Stated exercise:
Scale the items from the first line through the line holding "point(171, 170)", inclusive, reproducing every line with requests included and multiplying each point coordinate in the answers by 0.3, rounded to whole numbers with halves rounded up. Keep the numbers in the requests and their format samples unchanged, and return only these lines.

Listed records:

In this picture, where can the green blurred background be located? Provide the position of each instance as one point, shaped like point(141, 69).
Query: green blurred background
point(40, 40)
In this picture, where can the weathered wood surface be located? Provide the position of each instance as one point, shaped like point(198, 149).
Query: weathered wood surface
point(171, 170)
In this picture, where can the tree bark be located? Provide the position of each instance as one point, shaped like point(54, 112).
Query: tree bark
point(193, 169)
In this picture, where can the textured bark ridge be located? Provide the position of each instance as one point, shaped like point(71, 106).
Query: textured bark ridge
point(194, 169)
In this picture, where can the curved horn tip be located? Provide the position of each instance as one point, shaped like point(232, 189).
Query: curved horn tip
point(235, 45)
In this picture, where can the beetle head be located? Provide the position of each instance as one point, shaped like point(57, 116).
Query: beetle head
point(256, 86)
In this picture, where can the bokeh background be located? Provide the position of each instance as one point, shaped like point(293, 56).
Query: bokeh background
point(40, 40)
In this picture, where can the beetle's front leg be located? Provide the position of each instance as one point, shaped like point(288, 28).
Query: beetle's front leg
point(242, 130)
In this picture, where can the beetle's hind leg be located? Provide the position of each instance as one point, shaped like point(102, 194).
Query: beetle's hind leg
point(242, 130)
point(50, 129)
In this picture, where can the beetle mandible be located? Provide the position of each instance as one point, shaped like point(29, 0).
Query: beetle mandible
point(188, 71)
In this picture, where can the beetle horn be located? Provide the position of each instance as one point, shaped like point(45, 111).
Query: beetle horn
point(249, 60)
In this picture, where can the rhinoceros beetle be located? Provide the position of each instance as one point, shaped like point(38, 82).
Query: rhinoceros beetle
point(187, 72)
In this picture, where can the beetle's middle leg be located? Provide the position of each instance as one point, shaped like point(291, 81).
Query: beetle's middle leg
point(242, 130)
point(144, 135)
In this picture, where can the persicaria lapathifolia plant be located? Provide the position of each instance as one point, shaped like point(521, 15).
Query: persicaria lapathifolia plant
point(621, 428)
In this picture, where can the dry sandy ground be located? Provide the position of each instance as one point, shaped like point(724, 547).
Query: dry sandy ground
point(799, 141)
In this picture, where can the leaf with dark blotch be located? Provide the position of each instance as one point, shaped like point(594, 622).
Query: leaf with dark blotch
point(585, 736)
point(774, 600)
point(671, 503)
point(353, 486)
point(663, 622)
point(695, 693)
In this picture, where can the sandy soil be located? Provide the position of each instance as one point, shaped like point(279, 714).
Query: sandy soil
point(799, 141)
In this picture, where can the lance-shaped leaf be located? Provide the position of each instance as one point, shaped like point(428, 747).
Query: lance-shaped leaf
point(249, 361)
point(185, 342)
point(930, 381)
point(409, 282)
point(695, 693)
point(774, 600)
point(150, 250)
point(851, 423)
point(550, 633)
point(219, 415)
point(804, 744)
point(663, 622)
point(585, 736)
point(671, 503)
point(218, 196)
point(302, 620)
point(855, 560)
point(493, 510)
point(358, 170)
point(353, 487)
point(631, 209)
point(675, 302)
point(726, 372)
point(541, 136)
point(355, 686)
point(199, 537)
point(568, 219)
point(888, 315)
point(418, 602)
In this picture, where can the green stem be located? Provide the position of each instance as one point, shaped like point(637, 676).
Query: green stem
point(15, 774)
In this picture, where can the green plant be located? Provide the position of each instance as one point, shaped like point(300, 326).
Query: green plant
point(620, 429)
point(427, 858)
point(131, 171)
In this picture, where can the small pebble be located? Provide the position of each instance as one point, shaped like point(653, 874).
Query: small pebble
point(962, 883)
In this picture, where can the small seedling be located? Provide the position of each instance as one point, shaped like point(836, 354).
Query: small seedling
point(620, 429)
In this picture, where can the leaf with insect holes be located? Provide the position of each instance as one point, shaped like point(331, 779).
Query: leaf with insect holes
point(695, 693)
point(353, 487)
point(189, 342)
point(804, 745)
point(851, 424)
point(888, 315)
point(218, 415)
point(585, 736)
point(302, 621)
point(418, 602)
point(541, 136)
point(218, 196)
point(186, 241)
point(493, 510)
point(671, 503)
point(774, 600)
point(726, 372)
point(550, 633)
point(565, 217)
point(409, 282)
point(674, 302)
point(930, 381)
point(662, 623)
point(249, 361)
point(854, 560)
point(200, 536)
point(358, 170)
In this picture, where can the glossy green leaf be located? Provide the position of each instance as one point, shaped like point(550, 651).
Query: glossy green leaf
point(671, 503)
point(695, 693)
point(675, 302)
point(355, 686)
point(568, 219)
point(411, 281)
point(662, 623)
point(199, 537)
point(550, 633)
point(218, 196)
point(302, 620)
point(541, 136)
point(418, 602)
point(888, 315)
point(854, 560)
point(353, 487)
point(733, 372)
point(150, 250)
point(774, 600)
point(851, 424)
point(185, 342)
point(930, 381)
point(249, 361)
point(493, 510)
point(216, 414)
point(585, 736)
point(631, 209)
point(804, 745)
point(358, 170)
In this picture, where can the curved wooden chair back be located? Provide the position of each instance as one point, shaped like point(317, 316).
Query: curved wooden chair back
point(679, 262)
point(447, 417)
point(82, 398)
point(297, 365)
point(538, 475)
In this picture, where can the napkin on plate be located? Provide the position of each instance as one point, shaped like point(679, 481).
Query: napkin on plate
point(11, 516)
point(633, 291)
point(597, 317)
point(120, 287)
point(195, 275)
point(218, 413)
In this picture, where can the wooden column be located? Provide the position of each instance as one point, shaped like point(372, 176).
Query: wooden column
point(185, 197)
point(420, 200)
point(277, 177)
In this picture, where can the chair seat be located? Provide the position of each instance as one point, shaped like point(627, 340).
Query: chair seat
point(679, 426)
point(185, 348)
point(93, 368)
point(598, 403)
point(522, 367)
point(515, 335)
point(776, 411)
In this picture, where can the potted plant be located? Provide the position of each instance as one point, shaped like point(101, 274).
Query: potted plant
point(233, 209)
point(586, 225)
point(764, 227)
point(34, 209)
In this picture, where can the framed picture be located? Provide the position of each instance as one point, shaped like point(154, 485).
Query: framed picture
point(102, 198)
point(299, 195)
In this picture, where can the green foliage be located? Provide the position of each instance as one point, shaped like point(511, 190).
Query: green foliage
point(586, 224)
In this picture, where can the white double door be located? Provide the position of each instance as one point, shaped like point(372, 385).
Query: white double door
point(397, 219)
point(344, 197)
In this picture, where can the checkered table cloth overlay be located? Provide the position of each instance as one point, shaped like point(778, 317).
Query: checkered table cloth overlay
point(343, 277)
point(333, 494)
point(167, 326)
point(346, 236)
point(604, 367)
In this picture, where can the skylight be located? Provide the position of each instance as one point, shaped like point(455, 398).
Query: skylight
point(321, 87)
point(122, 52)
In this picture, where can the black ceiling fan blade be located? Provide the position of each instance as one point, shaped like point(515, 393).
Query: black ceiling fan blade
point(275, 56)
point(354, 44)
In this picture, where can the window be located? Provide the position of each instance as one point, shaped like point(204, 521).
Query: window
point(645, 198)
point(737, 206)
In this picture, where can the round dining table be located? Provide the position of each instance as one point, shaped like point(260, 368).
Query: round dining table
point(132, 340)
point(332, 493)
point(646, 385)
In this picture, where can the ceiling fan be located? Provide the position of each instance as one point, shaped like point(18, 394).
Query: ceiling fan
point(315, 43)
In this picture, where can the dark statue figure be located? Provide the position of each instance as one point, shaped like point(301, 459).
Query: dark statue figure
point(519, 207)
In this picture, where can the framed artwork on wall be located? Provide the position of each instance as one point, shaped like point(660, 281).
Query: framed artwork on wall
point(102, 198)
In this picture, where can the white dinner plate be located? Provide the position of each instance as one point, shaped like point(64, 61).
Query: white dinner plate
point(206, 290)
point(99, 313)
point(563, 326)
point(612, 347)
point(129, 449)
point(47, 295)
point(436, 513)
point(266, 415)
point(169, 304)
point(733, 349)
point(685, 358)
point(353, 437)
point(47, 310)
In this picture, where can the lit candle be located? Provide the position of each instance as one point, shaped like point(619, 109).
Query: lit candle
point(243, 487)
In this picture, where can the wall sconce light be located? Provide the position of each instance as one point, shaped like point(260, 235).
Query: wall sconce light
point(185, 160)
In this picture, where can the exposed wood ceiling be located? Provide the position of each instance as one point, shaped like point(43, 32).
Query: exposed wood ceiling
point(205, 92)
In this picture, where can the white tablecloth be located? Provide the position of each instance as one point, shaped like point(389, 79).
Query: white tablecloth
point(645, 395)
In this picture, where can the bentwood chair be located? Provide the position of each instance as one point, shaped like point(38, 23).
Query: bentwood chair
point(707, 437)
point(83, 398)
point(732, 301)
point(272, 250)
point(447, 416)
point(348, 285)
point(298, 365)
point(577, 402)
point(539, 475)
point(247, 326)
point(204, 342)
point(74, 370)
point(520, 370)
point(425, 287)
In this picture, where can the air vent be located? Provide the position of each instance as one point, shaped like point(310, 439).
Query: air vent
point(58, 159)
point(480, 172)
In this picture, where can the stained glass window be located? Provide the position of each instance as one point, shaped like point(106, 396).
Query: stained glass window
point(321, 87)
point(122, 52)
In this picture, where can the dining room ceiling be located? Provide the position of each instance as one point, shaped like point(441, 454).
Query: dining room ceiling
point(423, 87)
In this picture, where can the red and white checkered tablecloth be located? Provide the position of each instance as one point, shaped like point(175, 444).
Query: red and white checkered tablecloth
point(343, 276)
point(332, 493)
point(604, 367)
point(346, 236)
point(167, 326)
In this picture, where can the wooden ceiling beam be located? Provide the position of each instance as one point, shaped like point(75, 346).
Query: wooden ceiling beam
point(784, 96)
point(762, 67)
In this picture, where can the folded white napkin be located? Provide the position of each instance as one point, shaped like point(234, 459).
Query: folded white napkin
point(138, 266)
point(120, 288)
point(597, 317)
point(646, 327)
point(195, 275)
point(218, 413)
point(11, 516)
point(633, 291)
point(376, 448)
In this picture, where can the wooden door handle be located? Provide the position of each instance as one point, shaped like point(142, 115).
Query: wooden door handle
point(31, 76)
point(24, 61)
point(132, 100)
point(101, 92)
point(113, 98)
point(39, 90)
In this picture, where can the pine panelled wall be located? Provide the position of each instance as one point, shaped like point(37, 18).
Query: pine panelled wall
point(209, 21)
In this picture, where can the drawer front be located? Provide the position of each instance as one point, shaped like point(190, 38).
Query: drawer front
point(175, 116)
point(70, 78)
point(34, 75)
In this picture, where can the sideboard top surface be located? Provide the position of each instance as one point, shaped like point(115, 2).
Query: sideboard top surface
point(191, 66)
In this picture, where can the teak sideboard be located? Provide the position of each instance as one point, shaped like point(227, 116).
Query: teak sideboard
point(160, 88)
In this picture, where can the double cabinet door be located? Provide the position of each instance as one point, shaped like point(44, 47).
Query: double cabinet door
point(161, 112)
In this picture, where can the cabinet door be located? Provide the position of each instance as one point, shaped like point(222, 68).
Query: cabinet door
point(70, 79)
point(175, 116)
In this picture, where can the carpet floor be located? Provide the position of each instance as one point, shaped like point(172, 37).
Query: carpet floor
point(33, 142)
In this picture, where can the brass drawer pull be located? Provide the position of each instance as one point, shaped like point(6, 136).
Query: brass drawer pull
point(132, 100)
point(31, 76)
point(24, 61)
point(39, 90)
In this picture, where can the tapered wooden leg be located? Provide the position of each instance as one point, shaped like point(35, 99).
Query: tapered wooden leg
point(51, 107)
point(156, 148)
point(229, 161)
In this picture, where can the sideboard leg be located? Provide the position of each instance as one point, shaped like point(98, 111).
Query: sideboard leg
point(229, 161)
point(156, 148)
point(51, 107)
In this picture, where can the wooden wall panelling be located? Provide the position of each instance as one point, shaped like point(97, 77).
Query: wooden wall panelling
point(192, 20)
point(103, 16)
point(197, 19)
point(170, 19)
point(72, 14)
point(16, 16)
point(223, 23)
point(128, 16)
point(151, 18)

The output:
In this picture, where can the green blurred background be located? Provide the position of each instance as one point, shaped like point(141, 69).
Query: green blurred background
point(12, 12)
In this picture, where can the weathered wood surface be located? Provide the position of each instance as one point, shaped like point(198, 149).
Query: weathered wood surface
point(51, 51)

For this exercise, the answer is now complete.